** begin Input material **

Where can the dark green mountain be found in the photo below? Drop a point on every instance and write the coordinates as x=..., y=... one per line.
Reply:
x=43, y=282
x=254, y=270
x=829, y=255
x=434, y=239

** end Input material **

* _Task statement_
Rewrite the data above, putting "snow-capped peak" wherever "dark green mountain" appears and keeping everything else the same.

* _Reply_
Where can the snow-capped peak be found in the photo below? Drop a point on every instance and write the coordinates as x=..., y=... one per line.
Reply:
x=43, y=282
x=254, y=270
x=829, y=255
x=434, y=239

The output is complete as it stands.